* **Ausgewählte Passage**
....

Wofür brennst Du? Glaubenskongreß gibt Antworten

„Loslassen“, sagt Gunter Lange aus Konstanz, der seit Jahren das Indianer Inuit Filmfestival in Stuttgart organisiert, „Loslassen – das habe ich bei den Indianern in Nordamerika und Kanada gelernt. Wir sind ja eher eine Kultur, die festhält.“ Gunter Lange gehört zu denjenigen, die der Aufforderung von Universität und Theater folgen, von dem zu erzählen, was sie im Innersten bewegt, wovon sie überzeugt sind, wofür sie brennen oder, kurz, woran sie glauben.

Glaube – das ist nicht nur der religiöse Glaube an Gott oder Geister, sondern wir bezeichnen mit diesem Wort die Überzeugungen, die nicht verhandelbar sind. Glaube bezeichnet den Ort, wo man steht und, wie Martin Luther sagte, nicht anders kann. Psychotherapeutinnen und -therapeuten hassen Glaubenssätze wegen ihrer Unverhandelbarkeit. Und sie lieben Glaubenssätze, denn sollte es gelingen, nur eine dieser, tief in der Psyche angelegten Überzeugungen zu verändern, dann ändert sich buchstäblich: alles.

Die Glaubenssätze, von denen die Psychotherapie spricht, unterscheiden sich natürlich von anderen, etwa politischen. Das Experiment der basisdemonkratischen kurdischen Autonomieregion Rojava, sagt der Mathematikstudent Florian Griebling, sei für ihn ein Modell freiheitlicher politischer Ordnung. Auch Griebling wird als Vertreter der Hochschulgruppe „Kurdische Rose“ seine Überzeugung beim Glaubenskongreß vorstellen.

....

* **Datensätze**
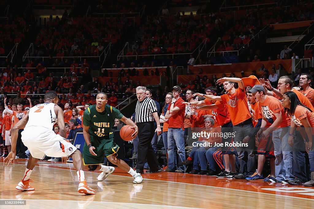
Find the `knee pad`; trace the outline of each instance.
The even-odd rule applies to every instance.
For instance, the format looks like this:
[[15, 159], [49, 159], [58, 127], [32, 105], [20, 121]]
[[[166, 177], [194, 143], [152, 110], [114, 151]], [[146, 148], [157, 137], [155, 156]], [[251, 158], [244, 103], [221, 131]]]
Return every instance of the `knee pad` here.
[[98, 165], [89, 165], [88, 166], [88, 168], [89, 169], [88, 170], [90, 171], [93, 171], [97, 169], [97, 166]]

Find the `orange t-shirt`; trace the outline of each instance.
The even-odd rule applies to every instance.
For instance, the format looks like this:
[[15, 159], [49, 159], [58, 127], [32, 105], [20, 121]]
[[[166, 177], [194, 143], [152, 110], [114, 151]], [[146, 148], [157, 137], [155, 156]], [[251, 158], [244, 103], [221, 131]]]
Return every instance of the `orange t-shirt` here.
[[16, 123], [25, 116], [25, 114], [27, 113], [27, 111], [23, 111], [21, 112], [19, 112], [17, 111], [14, 111], [13, 116], [12, 117], [12, 122], [14, 125], [15, 125]]
[[[294, 91], [293, 92], [294, 92]], [[314, 89], [311, 88], [306, 91], [302, 90], [300, 91], [300, 92], [303, 94], [305, 96], [305, 97], [310, 100], [310, 102], [311, 102], [311, 104], [312, 104], [312, 105], [314, 106]], [[304, 104], [303, 104], [306, 106], [306, 105]], [[306, 106], [308, 107], [308, 106]]]
[[298, 105], [295, 108], [294, 115], [291, 116], [291, 119], [298, 126], [303, 125], [300, 121], [305, 118], [307, 118], [312, 130], [312, 134], [314, 134], [314, 113], [300, 105]]
[[63, 118], [64, 118], [64, 123], [69, 123], [69, 121], [71, 120], [72, 117], [72, 111], [70, 110], [64, 113]]
[[256, 102], [251, 104], [251, 107], [253, 115], [252, 122], [253, 123], [253, 126], [255, 127], [258, 123], [258, 119], [262, 118], [263, 116], [261, 112], [260, 107], [259, 106], [258, 102]]
[[279, 112], [281, 113], [282, 120], [278, 127], [274, 130], [290, 126], [290, 121], [287, 120], [286, 114], [284, 113], [281, 103], [276, 98], [267, 95], [263, 102], [262, 103], [259, 102], [258, 103], [261, 108], [262, 114], [264, 115], [267, 120], [267, 123], [265, 127], [269, 127], [273, 123], [274, 121], [277, 119], [274, 114]]
[[[206, 105], [213, 104], [208, 99], [205, 99], [204, 101]], [[214, 118], [216, 122], [214, 127], [221, 126], [230, 122], [231, 120], [230, 114], [225, 105], [220, 101], [216, 101], [215, 104], [218, 106], [218, 108], [212, 110], [211, 114], [214, 116]]]
[[[168, 121], [169, 123], [169, 128], [182, 128], [184, 130], [183, 121], [184, 120], [184, 112], [185, 111], [185, 105], [183, 103], [184, 101], [182, 98], [178, 98], [174, 104], [174, 107], [177, 107], [180, 110], [176, 114], [172, 116]], [[168, 110], [170, 110], [171, 104], [168, 107]]]
[[222, 103], [226, 105], [229, 110], [234, 126], [251, 118], [245, 90], [238, 88], [236, 89], [236, 92], [232, 95], [227, 93], [220, 97]]
[[[191, 108], [190, 107], [190, 105], [186, 105], [185, 106], [185, 113], [187, 114], [191, 112]], [[190, 128], [192, 127], [192, 123], [190, 121], [190, 119], [184, 118], [184, 128]]]
[[12, 124], [12, 115], [8, 115], [6, 114], [3, 118], [2, 123], [5, 125], [4, 130], [9, 131], [11, 129], [11, 125]]

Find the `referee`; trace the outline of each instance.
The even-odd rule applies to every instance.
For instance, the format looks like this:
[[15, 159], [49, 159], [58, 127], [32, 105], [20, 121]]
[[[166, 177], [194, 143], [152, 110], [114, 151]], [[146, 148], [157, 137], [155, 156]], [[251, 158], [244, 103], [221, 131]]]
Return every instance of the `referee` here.
[[[157, 107], [153, 100], [146, 96], [146, 88], [136, 88], [136, 96], [138, 101], [135, 107], [135, 124], [138, 128], [138, 144], [136, 172], [144, 173], [145, 160], [150, 168], [146, 171], [149, 173], [161, 171], [156, 154], [152, 147], [151, 141], [155, 132], [159, 135], [161, 133]], [[154, 119], [157, 128], [154, 131]]]

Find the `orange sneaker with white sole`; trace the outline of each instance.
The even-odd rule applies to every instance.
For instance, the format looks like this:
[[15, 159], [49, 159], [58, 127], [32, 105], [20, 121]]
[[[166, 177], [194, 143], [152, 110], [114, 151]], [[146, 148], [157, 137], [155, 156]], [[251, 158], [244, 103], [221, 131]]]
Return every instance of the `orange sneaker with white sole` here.
[[79, 182], [78, 191], [80, 193], [84, 193], [86, 195], [95, 194], [95, 190], [89, 186], [85, 180]]
[[21, 180], [15, 187], [15, 189], [22, 191], [35, 190], [35, 188], [29, 185], [30, 181], [33, 182], [34, 181], [31, 179], [28, 179], [25, 181]]

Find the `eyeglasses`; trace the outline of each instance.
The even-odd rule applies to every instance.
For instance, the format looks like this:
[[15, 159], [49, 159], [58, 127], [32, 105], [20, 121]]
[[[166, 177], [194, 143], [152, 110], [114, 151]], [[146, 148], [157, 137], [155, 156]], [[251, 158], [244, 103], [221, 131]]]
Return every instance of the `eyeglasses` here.
[[282, 86], [284, 84], [288, 84], [288, 83], [279, 83], [279, 84], [278, 84], [278, 85], [277, 85], [277, 86]]

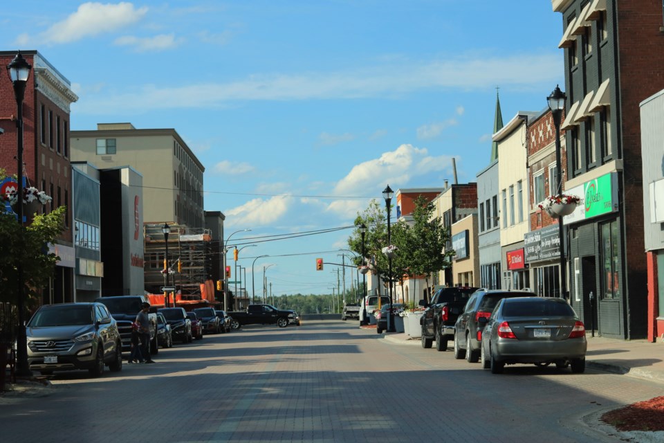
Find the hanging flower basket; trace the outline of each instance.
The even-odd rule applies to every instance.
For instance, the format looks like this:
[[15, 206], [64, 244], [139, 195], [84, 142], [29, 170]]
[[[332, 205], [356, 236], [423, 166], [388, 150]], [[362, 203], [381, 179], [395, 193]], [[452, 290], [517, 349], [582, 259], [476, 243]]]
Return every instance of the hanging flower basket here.
[[546, 213], [554, 218], [569, 215], [574, 212], [576, 207], [581, 202], [581, 199], [575, 195], [550, 195], [544, 201], [538, 205], [540, 209], [546, 211]]

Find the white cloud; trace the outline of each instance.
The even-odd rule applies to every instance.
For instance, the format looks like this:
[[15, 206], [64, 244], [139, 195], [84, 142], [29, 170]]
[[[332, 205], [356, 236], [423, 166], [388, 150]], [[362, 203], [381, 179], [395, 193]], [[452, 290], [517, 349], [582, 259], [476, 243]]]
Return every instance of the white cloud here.
[[242, 175], [255, 170], [253, 166], [246, 162], [232, 163], [228, 160], [214, 165], [214, 171], [217, 175]]
[[84, 3], [75, 12], [53, 24], [35, 39], [22, 35], [17, 41], [47, 45], [71, 43], [122, 29], [138, 21], [147, 12], [146, 7], [136, 9], [132, 3], [124, 1], [115, 4]]
[[363, 69], [302, 74], [252, 75], [227, 83], [202, 83], [136, 89], [82, 98], [77, 111], [98, 114], [122, 108], [126, 114], [155, 109], [221, 107], [242, 100], [340, 100], [399, 97], [423, 90], [483, 89], [497, 82], [519, 89], [541, 89], [559, 75], [559, 56], [512, 55], [426, 63], [379, 65]]
[[267, 200], [253, 199], [241, 206], [224, 211], [227, 219], [232, 220], [233, 226], [264, 226], [275, 223], [285, 215], [293, 199], [277, 196]]
[[417, 138], [420, 140], [435, 138], [441, 135], [443, 129], [456, 125], [458, 125], [458, 123], [455, 118], [450, 118], [444, 122], [438, 122], [430, 125], [423, 125], [417, 128]]
[[322, 132], [318, 136], [318, 145], [322, 146], [332, 146], [355, 139], [352, 134], [333, 134]]
[[160, 34], [154, 37], [138, 37], [125, 35], [116, 39], [113, 44], [118, 46], [133, 46], [137, 52], [165, 51], [176, 48], [184, 39], [176, 39], [175, 35]]

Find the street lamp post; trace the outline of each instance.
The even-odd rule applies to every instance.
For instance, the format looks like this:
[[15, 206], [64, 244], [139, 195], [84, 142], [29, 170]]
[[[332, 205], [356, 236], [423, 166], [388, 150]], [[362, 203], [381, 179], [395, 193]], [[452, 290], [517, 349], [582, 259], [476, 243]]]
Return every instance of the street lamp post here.
[[[161, 232], [164, 233], [164, 242], [166, 244], [166, 258], [164, 259], [164, 275], [166, 275], [166, 284], [168, 286], [168, 235], [171, 233], [171, 228], [168, 226], [167, 223], [164, 223], [164, 226], [161, 227]], [[169, 293], [167, 291], [164, 291], [164, 304], [166, 307], [170, 307], [169, 300]], [[173, 305], [175, 305], [175, 300], [173, 300]]]
[[237, 233], [248, 232], [251, 229], [239, 229], [226, 237], [223, 242], [223, 310], [228, 311], [228, 279], [226, 278], [226, 255], [228, 253], [228, 240]]
[[[14, 60], [7, 65], [7, 73], [9, 74], [9, 79], [14, 86], [14, 97], [16, 98], [17, 118], [16, 118], [16, 132], [17, 132], [17, 167], [16, 177], [17, 184], [18, 204], [17, 209], [19, 216], [19, 224], [21, 225], [20, 239], [21, 244], [24, 241], [23, 230], [23, 99], [26, 93], [26, 85], [28, 83], [28, 78], [30, 77], [30, 70], [32, 66], [23, 58], [19, 51], [17, 53]], [[23, 265], [21, 261], [17, 264], [17, 284], [18, 293], [17, 294], [17, 309], [18, 310], [19, 318], [19, 331], [17, 336], [17, 362], [16, 362], [16, 374], [19, 377], [30, 377], [32, 372], [30, 370], [30, 366], [28, 363], [28, 338], [26, 336], [25, 318], [24, 318], [24, 289], [25, 289], [25, 282], [23, 281]], [[2, 368], [4, 370], [4, 368]]]
[[[546, 98], [548, 102], [548, 107], [551, 109], [551, 116], [553, 118], [553, 125], [555, 127], [555, 189], [558, 194], [562, 192], [562, 165], [561, 164], [560, 153], [560, 118], [562, 116], [562, 110], [565, 108], [565, 100], [567, 97], [565, 93], [560, 91], [558, 85], [551, 93], [551, 95]], [[564, 236], [564, 229], [562, 223], [562, 216], [558, 216], [558, 237], [560, 238], [560, 296], [563, 298], [567, 298], [567, 271], [566, 262], [565, 260], [565, 248], [563, 238]]]
[[[390, 205], [392, 202], [392, 196], [394, 195], [394, 192], [389, 187], [389, 185], [387, 185], [387, 187], [385, 188], [382, 191], [382, 197], [385, 199], [385, 206], [387, 208], [387, 246], [389, 246], [391, 244], [391, 239], [390, 238], [390, 231], [389, 231], [389, 213], [391, 212], [391, 208]], [[392, 321], [392, 257], [391, 255], [387, 255], [387, 278], [388, 278], [388, 291], [389, 293], [389, 309], [387, 309], [387, 330], [390, 332], [394, 332], [396, 329], [394, 328], [394, 323]]]
[[254, 278], [254, 265], [256, 264], [256, 260], [261, 257], [269, 257], [269, 255], [259, 255], [255, 258], [254, 261], [251, 263], [251, 302], [252, 303], [256, 302], [256, 287], [255, 286], [256, 279]]

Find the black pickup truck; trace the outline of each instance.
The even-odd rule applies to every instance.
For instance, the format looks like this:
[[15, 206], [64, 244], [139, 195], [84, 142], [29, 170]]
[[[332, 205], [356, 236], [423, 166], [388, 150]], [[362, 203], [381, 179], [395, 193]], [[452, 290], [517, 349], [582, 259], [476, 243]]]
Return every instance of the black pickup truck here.
[[436, 349], [448, 350], [448, 341], [454, 338], [454, 324], [463, 311], [470, 294], [477, 288], [456, 287], [441, 288], [434, 293], [431, 302], [420, 300], [420, 306], [426, 308], [420, 318], [422, 326], [422, 347], [431, 347], [436, 341]]
[[297, 316], [295, 311], [279, 310], [271, 305], [250, 305], [246, 311], [229, 312], [228, 315], [233, 329], [239, 329], [243, 325], [277, 325], [286, 327], [290, 319]]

....

* **Arbeitsauftrag**
Führen Sie den Text über den Glaubenskongreß im Anschluss an seinen letzten Satz fort. Die Einträge sind hierfür ohne Bedeutung.

* **Die Antwort**
Die Veranstaltung ist von Universität und Theater als Versuch eines neuen Formates der Begegnung und des Austausches von Kunst, Wissenschaft und Gesellschaft gedacht. Es ist weder ein reines Diskursformat, wie man es von anderen ‚Kongressen‘ kennt, bei denen hauptsächlich Vorträge gehalten werden, noch ist es ein rein szenisches Format, wie es im Theater üblich wäre. Tatsächlich werden die diskursiven Einlassungen aus Religion, Ästhetik, Politik und Wissenschaft durchbrochen von Szenen aus Stücken der langsam zuende gehenden, dem Thema Religion und Glauben gewidmeten Spielzeit des Theaters.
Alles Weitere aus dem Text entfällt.